Task prompt:
Reproduce verbatim the lines of the entries that start with the line containing "Reviewer note: check that each instance of the fence" and run through the last line of the entries, inclusive.

Records for this task:

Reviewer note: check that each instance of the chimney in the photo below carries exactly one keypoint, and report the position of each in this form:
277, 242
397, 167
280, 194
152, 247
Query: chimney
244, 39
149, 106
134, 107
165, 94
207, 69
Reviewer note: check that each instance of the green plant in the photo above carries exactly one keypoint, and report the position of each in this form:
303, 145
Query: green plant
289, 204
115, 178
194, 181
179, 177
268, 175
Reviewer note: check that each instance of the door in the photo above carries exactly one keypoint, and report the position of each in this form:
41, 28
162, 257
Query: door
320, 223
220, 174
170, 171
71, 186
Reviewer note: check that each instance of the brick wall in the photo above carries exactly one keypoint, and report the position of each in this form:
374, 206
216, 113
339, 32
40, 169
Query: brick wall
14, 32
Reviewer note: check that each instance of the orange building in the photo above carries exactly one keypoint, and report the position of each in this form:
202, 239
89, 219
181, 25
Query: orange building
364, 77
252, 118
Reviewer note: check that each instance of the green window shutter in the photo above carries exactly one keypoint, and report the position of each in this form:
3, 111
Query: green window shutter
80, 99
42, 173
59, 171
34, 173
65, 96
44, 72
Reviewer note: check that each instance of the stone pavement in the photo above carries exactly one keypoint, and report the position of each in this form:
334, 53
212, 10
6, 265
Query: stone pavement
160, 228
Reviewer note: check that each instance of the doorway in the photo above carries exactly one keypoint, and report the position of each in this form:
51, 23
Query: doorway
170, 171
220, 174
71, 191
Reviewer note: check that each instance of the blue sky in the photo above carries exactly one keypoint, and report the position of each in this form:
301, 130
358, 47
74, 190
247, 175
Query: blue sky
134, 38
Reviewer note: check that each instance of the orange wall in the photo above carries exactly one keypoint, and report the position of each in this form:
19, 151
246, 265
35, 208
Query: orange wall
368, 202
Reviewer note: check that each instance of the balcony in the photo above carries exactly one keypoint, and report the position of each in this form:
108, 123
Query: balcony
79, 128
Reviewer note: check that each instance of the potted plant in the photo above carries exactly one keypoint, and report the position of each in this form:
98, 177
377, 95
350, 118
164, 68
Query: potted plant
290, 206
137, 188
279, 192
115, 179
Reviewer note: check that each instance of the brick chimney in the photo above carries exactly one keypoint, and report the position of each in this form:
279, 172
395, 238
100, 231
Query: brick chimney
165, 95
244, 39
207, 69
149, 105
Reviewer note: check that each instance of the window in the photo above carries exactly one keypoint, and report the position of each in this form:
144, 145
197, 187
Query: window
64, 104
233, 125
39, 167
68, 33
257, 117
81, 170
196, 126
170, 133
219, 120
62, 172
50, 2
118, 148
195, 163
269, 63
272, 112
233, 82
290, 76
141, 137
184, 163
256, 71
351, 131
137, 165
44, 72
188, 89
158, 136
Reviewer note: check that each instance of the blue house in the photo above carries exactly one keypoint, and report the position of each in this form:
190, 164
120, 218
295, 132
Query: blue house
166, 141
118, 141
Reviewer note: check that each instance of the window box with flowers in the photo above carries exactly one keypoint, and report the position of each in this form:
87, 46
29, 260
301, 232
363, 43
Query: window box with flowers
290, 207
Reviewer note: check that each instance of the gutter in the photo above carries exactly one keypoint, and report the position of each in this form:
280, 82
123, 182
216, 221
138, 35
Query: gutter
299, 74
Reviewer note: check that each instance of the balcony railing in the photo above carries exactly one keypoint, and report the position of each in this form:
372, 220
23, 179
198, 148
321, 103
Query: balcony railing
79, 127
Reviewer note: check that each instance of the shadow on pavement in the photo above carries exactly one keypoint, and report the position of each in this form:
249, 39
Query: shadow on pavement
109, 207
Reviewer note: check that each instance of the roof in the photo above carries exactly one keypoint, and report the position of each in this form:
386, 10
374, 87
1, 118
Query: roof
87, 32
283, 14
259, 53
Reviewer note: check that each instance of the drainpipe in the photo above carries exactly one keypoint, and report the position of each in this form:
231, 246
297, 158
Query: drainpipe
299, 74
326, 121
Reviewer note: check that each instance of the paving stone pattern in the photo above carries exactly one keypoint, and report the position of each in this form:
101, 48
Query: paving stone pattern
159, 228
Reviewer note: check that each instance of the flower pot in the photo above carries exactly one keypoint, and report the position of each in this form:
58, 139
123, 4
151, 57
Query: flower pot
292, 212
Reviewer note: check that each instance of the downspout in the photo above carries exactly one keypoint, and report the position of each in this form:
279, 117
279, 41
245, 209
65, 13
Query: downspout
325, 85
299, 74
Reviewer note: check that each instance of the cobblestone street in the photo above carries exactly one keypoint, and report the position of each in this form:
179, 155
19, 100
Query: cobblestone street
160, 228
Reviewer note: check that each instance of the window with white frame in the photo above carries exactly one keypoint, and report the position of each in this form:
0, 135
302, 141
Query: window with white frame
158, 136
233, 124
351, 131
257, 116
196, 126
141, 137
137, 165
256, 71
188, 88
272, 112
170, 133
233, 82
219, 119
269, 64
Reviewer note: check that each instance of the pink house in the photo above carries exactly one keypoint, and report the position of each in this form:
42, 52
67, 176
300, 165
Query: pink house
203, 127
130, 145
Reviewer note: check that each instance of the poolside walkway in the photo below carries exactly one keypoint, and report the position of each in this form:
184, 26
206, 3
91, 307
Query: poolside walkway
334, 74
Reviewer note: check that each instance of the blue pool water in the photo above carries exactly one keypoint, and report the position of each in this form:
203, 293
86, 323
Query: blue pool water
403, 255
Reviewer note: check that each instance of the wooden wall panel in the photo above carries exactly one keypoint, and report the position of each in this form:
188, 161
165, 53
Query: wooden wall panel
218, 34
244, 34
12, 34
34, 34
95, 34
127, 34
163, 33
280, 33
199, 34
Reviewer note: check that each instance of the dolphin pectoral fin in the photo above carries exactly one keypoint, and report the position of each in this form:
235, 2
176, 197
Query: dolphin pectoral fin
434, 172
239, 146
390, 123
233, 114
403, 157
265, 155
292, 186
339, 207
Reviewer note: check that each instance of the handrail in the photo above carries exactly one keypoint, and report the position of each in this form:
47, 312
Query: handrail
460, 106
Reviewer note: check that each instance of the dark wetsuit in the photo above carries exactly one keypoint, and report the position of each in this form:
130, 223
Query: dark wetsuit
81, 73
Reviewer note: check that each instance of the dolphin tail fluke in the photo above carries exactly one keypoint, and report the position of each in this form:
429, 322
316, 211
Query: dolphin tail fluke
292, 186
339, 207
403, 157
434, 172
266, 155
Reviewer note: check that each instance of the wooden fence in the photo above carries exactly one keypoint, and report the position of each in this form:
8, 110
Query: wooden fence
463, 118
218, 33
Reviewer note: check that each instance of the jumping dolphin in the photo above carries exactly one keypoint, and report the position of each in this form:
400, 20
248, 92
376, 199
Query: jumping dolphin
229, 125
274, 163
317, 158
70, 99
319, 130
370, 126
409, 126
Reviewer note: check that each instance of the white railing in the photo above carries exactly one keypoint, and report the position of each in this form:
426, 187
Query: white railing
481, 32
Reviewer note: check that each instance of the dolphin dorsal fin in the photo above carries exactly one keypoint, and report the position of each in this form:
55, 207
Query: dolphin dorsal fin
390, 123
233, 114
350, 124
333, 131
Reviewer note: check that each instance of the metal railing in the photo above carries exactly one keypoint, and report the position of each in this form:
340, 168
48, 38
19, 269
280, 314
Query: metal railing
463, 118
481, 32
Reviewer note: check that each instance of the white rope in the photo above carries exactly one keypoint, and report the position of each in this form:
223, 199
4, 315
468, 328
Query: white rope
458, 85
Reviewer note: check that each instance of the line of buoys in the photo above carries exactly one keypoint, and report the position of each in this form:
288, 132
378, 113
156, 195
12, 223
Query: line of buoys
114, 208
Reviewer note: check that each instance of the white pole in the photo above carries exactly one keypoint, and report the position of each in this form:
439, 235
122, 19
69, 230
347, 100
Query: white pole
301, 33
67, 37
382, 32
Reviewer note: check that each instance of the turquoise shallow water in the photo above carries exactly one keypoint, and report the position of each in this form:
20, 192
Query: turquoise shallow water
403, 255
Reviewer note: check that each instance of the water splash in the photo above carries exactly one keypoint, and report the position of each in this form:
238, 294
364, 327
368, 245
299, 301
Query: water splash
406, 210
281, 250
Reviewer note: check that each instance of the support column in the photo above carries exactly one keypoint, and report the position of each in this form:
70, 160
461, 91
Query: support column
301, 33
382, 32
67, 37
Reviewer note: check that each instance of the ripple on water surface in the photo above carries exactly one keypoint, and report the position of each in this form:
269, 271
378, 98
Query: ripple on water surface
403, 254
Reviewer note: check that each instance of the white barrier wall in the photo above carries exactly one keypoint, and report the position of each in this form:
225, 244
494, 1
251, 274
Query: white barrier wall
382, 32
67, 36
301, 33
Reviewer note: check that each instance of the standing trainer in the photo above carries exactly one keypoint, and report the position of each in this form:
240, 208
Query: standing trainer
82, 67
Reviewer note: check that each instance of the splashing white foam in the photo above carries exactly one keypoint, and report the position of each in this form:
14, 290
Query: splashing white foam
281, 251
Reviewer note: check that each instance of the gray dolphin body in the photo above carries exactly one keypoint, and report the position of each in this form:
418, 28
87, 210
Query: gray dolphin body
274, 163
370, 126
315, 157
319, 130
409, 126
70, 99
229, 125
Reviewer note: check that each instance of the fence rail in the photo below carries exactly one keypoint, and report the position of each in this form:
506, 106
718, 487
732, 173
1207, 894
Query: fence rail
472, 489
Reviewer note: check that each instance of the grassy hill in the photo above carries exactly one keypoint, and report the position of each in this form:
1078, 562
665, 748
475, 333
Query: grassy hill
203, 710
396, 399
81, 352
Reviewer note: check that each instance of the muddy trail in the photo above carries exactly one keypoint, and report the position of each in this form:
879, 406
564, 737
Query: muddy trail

Solution to the problem:
Reviewer note: check that each instance of the fence rail in the photo below carries exactly one keypoint, and report the position of each in this form:
506, 106
718, 487
732, 173
1207, 894
Query: fence rail
472, 489
Reviewer note: check that each instance of the grassy hill in the photo above carries exactly one keypoint, and report the position of each in this form:
1078, 562
665, 748
475, 333
Query: grassy hill
203, 710
396, 399
81, 352
Reviewer note: check that each instance of the muddy trail in the photo above carries exactly one keypoint, and report the position of each in this form:
879, 406
564, 737
Query: muddy trail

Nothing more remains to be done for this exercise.